# Extracted entries
..........

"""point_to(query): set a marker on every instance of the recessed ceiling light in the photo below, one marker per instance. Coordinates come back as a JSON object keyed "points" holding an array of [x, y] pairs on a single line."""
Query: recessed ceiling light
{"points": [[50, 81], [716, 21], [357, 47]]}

..........

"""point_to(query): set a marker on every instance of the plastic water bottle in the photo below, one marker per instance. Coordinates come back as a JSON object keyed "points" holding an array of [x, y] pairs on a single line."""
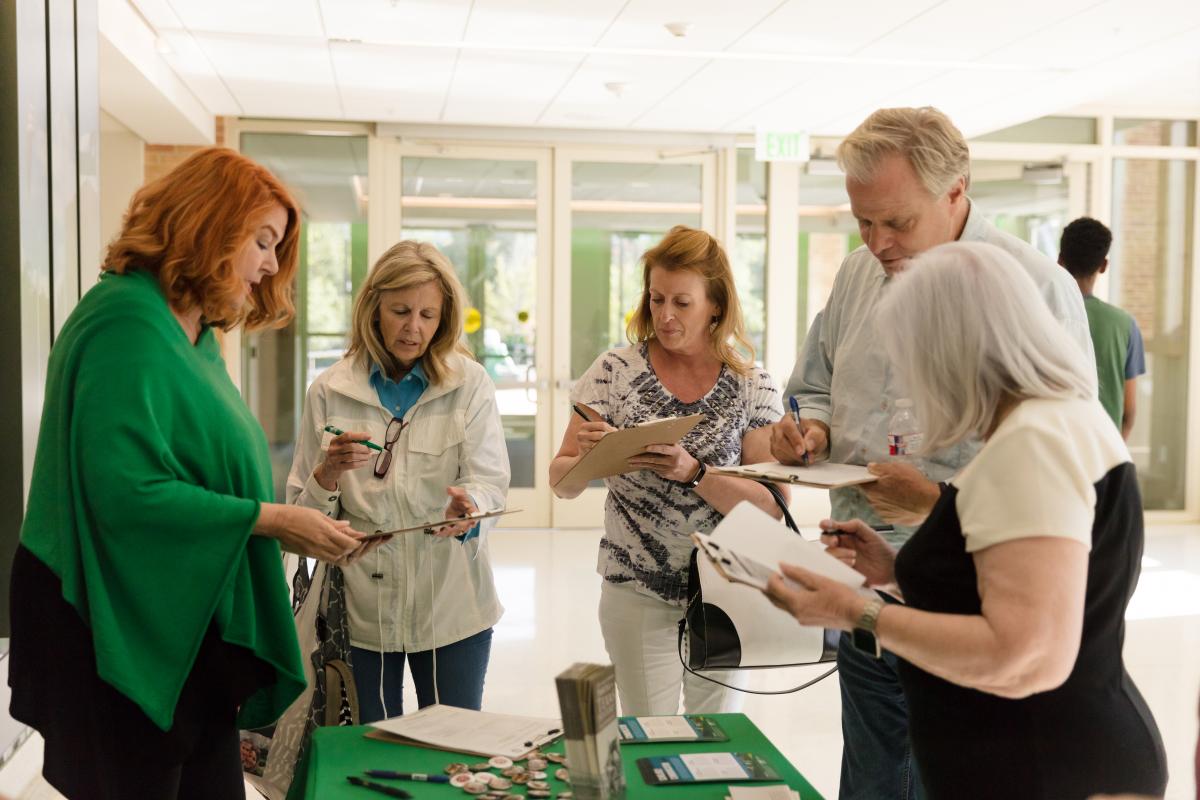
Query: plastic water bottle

..........

# Task item
Would you please copy all lines in the data that contain the word "holding"?

# Finished task
"""point_to(query): set a marker on every instance of the recessed ceiling light in the photo below, one marker per instance. Coordinates come back as a JSON object keyed "points" holding an array of [x, y] pairs on a single line."""
"""point_to(query): set a marker on every instance of the plastic water bottle in the photo below, one marker per instance. Coordinates come back as a JSON object keyed "points" holding an array of [x, y] pairs on a single line."""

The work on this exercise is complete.